------ Texto

Se volcaron a discutir sobre si era correcto que el presidente hiciera surf cuando, a mi entender, la cuestión reside en si es correcto que se tome vacaciones cuando estamos en una crisis sanitaria, social y económica.

Sí hay cierta mirada temerosa al empresario local por parte de algunos trabajadores, pero esto no es resultado de una estigmatización del éxito ni nada por el estilo, sino más bien a aquel refrán popular que reza “El que se quemó con leche ve la vaca y llora”. Personalmente no me muevo en círculos empresariales, pero alguno conozco y me han contado sin ningún tipo de pudor que en algunos casos sus propios contadores les recomiendan declarar siempre menos de lo que efectivamente facturan y después, si algún día la Dirección General Impositiva (DGI) detecta el ilícito, corregir el “error”: es mejor pedir perdón que pedir permiso; también conozco algún que otro empresario que se asocia con otros de su mismo rubro en lugar de competir (el sueño idílico de los liberales, para quienes el mundo es una planilla Excel) para establecer los precios que se les antoja y no los que debería establecer el mercado.

------------
------ Datos mostrados

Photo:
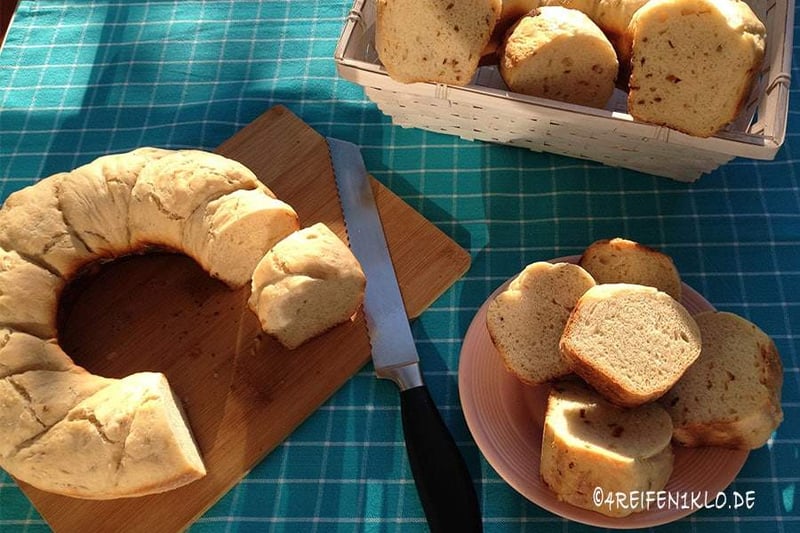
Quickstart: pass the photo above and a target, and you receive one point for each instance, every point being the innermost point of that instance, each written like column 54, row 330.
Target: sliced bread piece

------------

Qué se pide — Reproduce del texto el fragmento entre "Se volcaron a" y "social y económica.", ambos incluidos.

Respuesta —
Se volcaron a discutir sobre si era correcto que el presidente hiciera surf cuando, a mi entender, la cuestión reside en si es correcto que se tome vacaciones cuando estamos en una crisis sanitaria, social y económica.